◆ INSTRUCCIONES DE TRABAJO ◆
Extrae literalmente del texto sobre la diplomacia el pasaje que empieza en "Si no hubiera" y acaba en "bastante más aburrido.".

◆ FRAGMENTO DEL TEXTO ◆
Ser diplomático
El mundo diplomático está perdiendo glamour. La muerte en directo de Christopher Stevens, el embajador norteamericano en Libia, nos ha recordado que la diplomacia es en ocasiones un ejercicio de alto riesgo.
El mundo diplomático está perdiendo glamour. La muerte en directo de Christopher Stevens, el embajador norteamericano en Libia, nos ha recordado que la diplomacia es en ocasiones un ejercicio de alto riesgo. Más allá del debate sobre la pertinencia o no de mostrar semejante tipo de imágenes -que aparte de llamar poderosamente la atención, aportan bastante poco a la carga informativa-, el suceso ha traído a primera plana la otra faceta de una actividad a menudo muy desconocida.
Si no hubiera sido por Wikileaks, buena parte del gran público seguiría pensando que es una vida de recepciones y guante blanco. Assange y sus chicos mostraron que, además, los diplomáticos tenían que contar, con mejor o peor estilo, cada detalle de lo que hacían, leían o escuchaban. Algo bastante más aburrido.

◆ DATOS MOSTRADOS ◆
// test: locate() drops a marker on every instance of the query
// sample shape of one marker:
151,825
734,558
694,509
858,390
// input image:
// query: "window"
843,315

◆ TAREA RESUELTA ◆
Si no hubiera sido por Wikileaks, buena parte del gran público seguiría pensando que es una vida de recepciones y guante blanco. Assange y sus chicos mostraron que, además, los diplomáticos tenían que contar, con mejor o peor estilo, cada detalle de lo que hacían, leían o escuchaban. Algo bastante más aburrido.